══ SELECTED PASSAGE

The West is the Best? Stoney Spring Checks In

Stoney Spring has a new album. It is their second. Their first album bespoke of a future that ain’t too bright. Songs like “New Blood” and “Jobs” decried the pervasive role capitalism plays in our lives. They addressed our willing complicity to be defined by what we buy and how we look. They did all of that with a great beat behind it.

For those who don’t know this band, the members come from the uniquely transcendent LA rock band I See Hawks in LA, and Sly and the Family Stone. Their music veers to the rocking side of things: short tunes with a great rhythm section, energetic vocals and succinct, biting lyrics. Although firmly embedded in the discipline of rock, there is no singular take on what that means on this disc. The tunes evoke a variety of experiences; from the solitude of an early morning drive through an LA canyon before there are a million cars on the road to the pounding and incessant noise simultaneously in the background and in your face when you’re waiting at a traffic light as a pedestrian in the heart of LA. Modern cable TV looping hysterical news across the bottom of the screen and bible stories told by a sacrilegious preacher; the satanic choir on an IPod.cocos

Instrumentally, this band does not fail. Most of the members are multi-instrumentalists, although this time around Paul Lacques sticks with the lap steel, and only Rob Waller’s vocals are on display. Anthony Lacques plays a multitude of instruments, including piano, marimba, and drums. Bass duties are shared by Sly and the Family Stone’s Jimi Hawes and the bassist Marc Doten. In what can certainly termed positive growth, the works on this effort feature more stringed instruments than I remember from the group’s debut. Suffice it to say, this is a good thing.

════
══ GIVEN ENTRIES

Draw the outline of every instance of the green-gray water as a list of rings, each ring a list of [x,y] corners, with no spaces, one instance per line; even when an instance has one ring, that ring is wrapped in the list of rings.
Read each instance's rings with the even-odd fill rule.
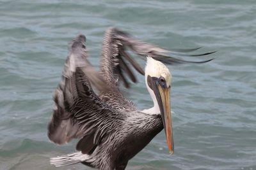
[[[68,43],[85,34],[97,66],[112,26],[167,49],[218,51],[209,63],[168,66],[175,154],[162,131],[127,169],[256,169],[255,9],[255,1],[238,0],[0,1],[0,169],[91,169],[51,166],[76,141],[55,145],[47,125]],[[137,75],[126,96],[149,108]]]

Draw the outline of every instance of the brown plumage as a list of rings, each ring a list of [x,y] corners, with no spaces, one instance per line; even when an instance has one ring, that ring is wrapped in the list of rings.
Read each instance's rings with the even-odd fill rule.
[[[120,92],[119,80],[129,87],[125,73],[132,81],[137,81],[131,66],[145,74],[126,48],[142,57],[150,55],[168,64],[212,60],[191,62],[172,57],[169,54],[183,56],[182,52],[198,48],[168,51],[111,28],[104,38],[98,73],[88,60],[85,36],[78,36],[72,43],[62,80],[54,95],[55,108],[48,126],[48,137],[54,143],[62,145],[79,139],[76,146],[78,152],[53,158],[51,164],[60,166],[81,162],[100,169],[124,169],[128,160],[163,129],[160,115],[138,111]]]

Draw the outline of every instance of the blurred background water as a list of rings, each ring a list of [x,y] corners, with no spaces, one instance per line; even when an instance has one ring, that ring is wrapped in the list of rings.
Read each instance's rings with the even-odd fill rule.
[[[218,50],[209,63],[168,66],[175,155],[163,131],[127,169],[256,169],[255,9],[255,1],[238,0],[1,0],[0,169],[92,169],[51,166],[50,157],[73,152],[76,141],[56,146],[47,125],[68,43],[85,34],[97,66],[113,26],[166,49]],[[149,108],[137,75],[141,81],[126,95]]]

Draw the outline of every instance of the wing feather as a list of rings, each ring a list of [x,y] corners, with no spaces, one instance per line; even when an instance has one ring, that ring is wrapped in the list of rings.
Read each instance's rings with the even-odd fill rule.
[[[134,73],[130,68],[131,65],[140,74],[144,75],[145,73],[140,65],[125,52],[125,49],[130,49],[141,56],[142,59],[145,59],[146,56],[150,55],[154,59],[168,64],[204,63],[212,60],[211,59],[200,61],[188,61],[171,56],[205,56],[215,52],[199,54],[186,53],[200,48],[201,47],[191,49],[176,49],[173,51],[166,50],[135,39],[127,33],[116,28],[110,28],[106,32],[103,39],[100,74],[106,83],[111,87],[111,89],[108,91],[102,91],[100,97],[106,103],[113,106],[116,109],[134,109],[133,104],[122,95],[118,88],[118,83],[116,82],[118,81],[118,80],[121,80],[124,82],[124,86],[129,88],[130,85],[125,77],[125,74],[132,81],[137,81]],[[131,65],[125,62],[125,60],[128,61]]]
[[[105,89],[102,87],[106,83],[86,58],[85,37],[80,35],[72,43],[62,80],[54,95],[55,108],[48,137],[60,145],[73,138],[81,139],[77,149],[90,154],[124,117],[93,92],[91,82],[97,83],[99,89]]]

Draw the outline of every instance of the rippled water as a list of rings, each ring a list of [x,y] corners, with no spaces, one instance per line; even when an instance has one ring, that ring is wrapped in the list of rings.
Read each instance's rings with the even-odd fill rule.
[[[97,66],[115,26],[167,49],[218,51],[210,63],[169,66],[175,155],[162,132],[127,169],[256,169],[255,9],[238,0],[0,1],[0,169],[91,169],[49,164],[76,141],[50,143],[47,125],[68,43],[85,34]],[[127,96],[152,105],[143,81]]]

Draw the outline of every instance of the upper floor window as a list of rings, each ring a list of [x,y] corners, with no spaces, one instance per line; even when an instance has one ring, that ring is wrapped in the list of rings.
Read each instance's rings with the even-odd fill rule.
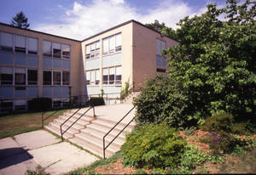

════

Reproduce the part of the Stoney Spring review from "Stoney Spring has" up to and including "beat behind it.", word for word.

RESPONSE »
Stoney Spring has a new album. It is their second. Their first album bespoke of a future that ain’t too bright. Songs like “New Blood” and “Jobs” decried the pervasive role capitalism plays in our lives. They addressed our willing complicity to be defined by what we buy and how we look. They did all of that with a great beat behind it.